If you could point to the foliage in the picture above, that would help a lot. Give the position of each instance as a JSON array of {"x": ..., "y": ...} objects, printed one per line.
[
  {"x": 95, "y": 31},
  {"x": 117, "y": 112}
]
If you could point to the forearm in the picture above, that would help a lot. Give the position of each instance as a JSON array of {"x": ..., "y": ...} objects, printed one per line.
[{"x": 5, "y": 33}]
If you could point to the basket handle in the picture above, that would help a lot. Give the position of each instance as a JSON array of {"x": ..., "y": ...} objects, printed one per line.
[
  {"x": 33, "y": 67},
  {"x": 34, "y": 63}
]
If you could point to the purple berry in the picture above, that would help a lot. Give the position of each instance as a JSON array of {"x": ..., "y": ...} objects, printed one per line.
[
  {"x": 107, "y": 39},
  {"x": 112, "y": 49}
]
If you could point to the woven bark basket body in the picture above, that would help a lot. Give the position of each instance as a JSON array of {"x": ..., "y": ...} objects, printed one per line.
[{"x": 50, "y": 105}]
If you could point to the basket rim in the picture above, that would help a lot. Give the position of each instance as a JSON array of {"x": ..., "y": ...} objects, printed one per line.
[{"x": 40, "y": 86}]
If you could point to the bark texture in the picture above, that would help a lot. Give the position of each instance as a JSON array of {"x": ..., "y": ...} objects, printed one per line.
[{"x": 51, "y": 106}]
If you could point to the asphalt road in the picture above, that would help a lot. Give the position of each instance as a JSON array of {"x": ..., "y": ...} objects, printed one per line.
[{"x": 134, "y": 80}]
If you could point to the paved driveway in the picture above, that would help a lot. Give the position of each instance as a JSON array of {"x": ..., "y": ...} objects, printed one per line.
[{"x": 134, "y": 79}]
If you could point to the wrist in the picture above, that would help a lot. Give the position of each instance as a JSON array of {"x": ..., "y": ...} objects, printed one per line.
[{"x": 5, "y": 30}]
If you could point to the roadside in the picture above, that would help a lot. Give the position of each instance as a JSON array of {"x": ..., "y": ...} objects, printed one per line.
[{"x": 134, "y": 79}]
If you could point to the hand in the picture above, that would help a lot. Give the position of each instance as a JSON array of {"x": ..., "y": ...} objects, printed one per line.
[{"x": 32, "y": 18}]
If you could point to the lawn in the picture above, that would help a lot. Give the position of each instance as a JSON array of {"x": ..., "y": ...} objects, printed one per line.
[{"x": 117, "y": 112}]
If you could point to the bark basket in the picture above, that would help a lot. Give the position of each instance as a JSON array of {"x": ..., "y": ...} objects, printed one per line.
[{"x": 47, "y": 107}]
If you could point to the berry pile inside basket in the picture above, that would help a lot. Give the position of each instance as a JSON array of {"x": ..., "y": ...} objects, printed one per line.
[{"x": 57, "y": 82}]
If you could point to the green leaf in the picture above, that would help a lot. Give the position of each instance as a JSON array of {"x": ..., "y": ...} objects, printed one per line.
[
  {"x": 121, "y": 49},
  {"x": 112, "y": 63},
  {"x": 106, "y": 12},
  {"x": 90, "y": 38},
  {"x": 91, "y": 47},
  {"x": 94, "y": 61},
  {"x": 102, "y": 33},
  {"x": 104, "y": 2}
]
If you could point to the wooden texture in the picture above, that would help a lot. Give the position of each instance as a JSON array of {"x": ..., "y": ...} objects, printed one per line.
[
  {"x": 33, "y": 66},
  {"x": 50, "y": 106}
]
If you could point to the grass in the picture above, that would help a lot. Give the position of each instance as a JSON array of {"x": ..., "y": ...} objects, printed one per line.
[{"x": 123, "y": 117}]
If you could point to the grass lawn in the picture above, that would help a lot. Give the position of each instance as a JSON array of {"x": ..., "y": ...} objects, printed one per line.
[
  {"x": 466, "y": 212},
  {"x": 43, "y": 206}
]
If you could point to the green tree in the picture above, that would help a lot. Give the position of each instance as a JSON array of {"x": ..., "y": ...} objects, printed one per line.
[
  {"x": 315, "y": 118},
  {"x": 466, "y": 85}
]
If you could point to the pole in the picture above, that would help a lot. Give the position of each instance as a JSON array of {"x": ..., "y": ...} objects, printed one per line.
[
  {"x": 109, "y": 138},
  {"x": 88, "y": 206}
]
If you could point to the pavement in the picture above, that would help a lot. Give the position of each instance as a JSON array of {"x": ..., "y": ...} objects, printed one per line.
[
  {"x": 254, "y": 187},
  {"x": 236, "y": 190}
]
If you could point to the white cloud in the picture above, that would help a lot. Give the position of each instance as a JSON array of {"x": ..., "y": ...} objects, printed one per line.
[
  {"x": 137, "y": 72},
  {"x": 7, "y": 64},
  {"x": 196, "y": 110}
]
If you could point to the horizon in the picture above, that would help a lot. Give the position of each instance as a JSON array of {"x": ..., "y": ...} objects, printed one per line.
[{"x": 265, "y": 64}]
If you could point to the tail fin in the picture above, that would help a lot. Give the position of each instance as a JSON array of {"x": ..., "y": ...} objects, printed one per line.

········

- Exercise directions
Reproduce the records word for word.

- Expected output
If you could point to the foliage in the picture above, that would help a lot. Give the position of each instance as a JSON array of {"x": ..., "y": ...} objects, printed one per line.
[
  {"x": 95, "y": 31},
  {"x": 117, "y": 112}
]
If you could point to the forearm in the picture above, that would help a lot. Give the position of each instance as a JSON array of {"x": ..., "y": ...} objects, printed one per line.
[{"x": 5, "y": 33}]
If you could point to the basket handle in the picture above, that would help a lot. Give the position of each instance as a JSON array of {"x": ..., "y": ...} objects, printed one per line.
[
  {"x": 33, "y": 67},
  {"x": 34, "y": 63}
]
If you could point to the purple berry in the picture above, that would help a lot. Give the position of each instance as a JSON array of {"x": ..., "y": ...} objects, printed one per line.
[
  {"x": 107, "y": 39},
  {"x": 112, "y": 49}
]
If you could point to the woven bark basket body in the picture above, that would help a lot. Give the position of each instance as a JSON array of {"x": ..., "y": ...} objects, printed one per line.
[{"x": 50, "y": 105}]
If you could point to the basket rim in the picture above, that would help a lot. Give the position of each instance as a JSON array of {"x": ..., "y": ...} objects, printed one per line.
[{"x": 40, "y": 86}]
If you could point to the bark texture in the picture above, that would help a lot. Give the position of each instance as a JSON array of {"x": ..., "y": ...} objects, printed one per line.
[{"x": 51, "y": 106}]
If you could point to the asphalt road in the picture above, that would help a lot. Give the position of each instance as a JSON array of {"x": ..., "y": ...} objects, printed one per line.
[{"x": 134, "y": 80}]
If you could point to the paved driveway in the picture above, that would help a lot. Give the position of each instance as a JSON array of {"x": ..., "y": ...} objects, printed one per line.
[{"x": 134, "y": 79}]
If you could point to the wrist in the picture above, that would help a lot. Give the position of each instance as a JSON array of {"x": ..., "y": ...} objects, printed one per line.
[{"x": 5, "y": 30}]
If you could point to the roadside in the picture above, that would help a lot. Give the position of each instance as a JSON array of {"x": ..., "y": ...} objects, printed one per line.
[{"x": 134, "y": 79}]
If you could point to the hand in the picture above, that would help a lot. Give the position of each instance as a JSON array of {"x": ..., "y": ...} objects, printed one per line.
[{"x": 32, "y": 18}]
If you could point to the lawn in the picture above, that would help a lot. Give the position of each instance as a JSON array of {"x": ..., "y": ...} objects, printed one per line.
[{"x": 117, "y": 112}]
If you could point to the bark basket in the picture above, that would help a lot. Give the position of each instance as a JSON array of {"x": ..., "y": ...} objects, printed one per line.
[{"x": 47, "y": 107}]
If you could point to the berry pile inside basket in the picture above, that would help a lot. Give the position of each instance as a JSON array of {"x": ..., "y": ...} objects, printed one per line.
[{"x": 57, "y": 82}]
If you could point to the green leaf in the picture above, that would help a lot. Give the position of each instance as a JSON array of {"x": ..., "y": ...} objects, printed one per line.
[
  {"x": 121, "y": 49},
  {"x": 112, "y": 63},
  {"x": 106, "y": 12},
  {"x": 90, "y": 38},
  {"x": 91, "y": 47},
  {"x": 94, "y": 61},
  {"x": 102, "y": 33},
  {"x": 104, "y": 2}
]
If you could point to the wooden texture in the picture above, that would help a lot. Give the position of each instance as a JSON array of {"x": ..., "y": ...} objects, printed one per line.
[
  {"x": 33, "y": 66},
  {"x": 50, "y": 106}
]
If you could point to the grass in the picture above, that would help a lot. Give the position of each instance as a JSON array of {"x": ..., "y": ...} objects, printed one per line.
[{"x": 123, "y": 117}]
If you could point to the grass lawn in the picture above, that would help a lot. Give the position of each instance as a JSON array of {"x": ..., "y": ...} objects, printed one per line.
[
  {"x": 466, "y": 212},
  {"x": 43, "y": 206}
]
If you could point to the green tree in the picture above, that would help a lot. Give the position of each instance as a JSON array of {"x": ..., "y": ...} objects, printed one per line.
[
  {"x": 315, "y": 118},
  {"x": 466, "y": 85}
]
If you could point to the pole in the picture above, that would help a lot. Give the position of each instance as a JSON array of {"x": ..., "y": ...} objects, printed one per line.
[
  {"x": 109, "y": 138},
  {"x": 88, "y": 206}
]
If you could point to the pavement in the picture above, that would help a lot. Give the position of each instance as a JSON array of {"x": ..., "y": ...} objects, printed one per line.
[
  {"x": 254, "y": 187},
  {"x": 236, "y": 190}
]
If you could point to the white cloud in the picture above, that would help a lot. Give the position of each instance as a JSON array of {"x": ..., "y": ...} objects, printed one per line.
[
  {"x": 137, "y": 72},
  {"x": 7, "y": 64},
  {"x": 196, "y": 110}
]
If you could point to the horizon in the picture above, that would help a lot. Give the position of each instance as a JSON array of {"x": ..., "y": ...} objects, printed one per line.
[{"x": 265, "y": 64}]
If you could point to the tail fin in the picture above, that would help a lot. Give the position of each instance as a JSON array of {"x": ..., "y": ...} objects, printed one per line.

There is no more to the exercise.